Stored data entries
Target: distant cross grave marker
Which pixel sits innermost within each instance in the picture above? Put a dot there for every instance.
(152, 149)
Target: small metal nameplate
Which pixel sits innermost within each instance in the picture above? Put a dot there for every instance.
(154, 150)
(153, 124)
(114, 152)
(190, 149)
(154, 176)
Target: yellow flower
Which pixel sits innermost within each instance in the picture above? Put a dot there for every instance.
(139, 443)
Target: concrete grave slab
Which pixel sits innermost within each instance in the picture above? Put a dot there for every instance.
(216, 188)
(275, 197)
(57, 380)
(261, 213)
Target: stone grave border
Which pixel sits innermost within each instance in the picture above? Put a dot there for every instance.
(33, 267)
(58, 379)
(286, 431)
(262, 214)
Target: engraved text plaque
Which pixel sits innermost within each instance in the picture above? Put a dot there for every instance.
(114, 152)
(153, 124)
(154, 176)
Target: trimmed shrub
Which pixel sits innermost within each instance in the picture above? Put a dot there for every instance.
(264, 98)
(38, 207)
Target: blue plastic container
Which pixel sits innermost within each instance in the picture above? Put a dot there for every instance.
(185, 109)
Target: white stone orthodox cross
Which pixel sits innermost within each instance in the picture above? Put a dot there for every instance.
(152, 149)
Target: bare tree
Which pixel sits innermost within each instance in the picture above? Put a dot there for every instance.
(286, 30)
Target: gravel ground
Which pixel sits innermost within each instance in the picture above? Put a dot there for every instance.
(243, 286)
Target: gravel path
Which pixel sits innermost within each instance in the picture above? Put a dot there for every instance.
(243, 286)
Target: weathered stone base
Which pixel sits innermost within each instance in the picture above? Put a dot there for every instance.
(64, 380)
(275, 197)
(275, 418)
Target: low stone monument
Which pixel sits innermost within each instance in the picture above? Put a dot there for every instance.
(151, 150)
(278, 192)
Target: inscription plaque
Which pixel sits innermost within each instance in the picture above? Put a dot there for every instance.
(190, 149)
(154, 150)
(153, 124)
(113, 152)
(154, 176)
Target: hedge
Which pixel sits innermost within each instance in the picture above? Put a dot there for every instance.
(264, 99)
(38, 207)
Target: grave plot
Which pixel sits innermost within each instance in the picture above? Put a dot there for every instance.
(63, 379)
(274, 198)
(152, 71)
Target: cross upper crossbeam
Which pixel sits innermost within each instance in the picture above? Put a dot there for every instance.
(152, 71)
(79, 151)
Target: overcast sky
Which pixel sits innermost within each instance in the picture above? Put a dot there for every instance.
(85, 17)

**TASK STATEMENT**
Looking at the records above, which lines contain "stone"? Copy those lines.

**EXPECTED ANSWER**
Target: stone grave border
Target: white stone orthodox cross
Target: weathered stone base
Target: low stone monument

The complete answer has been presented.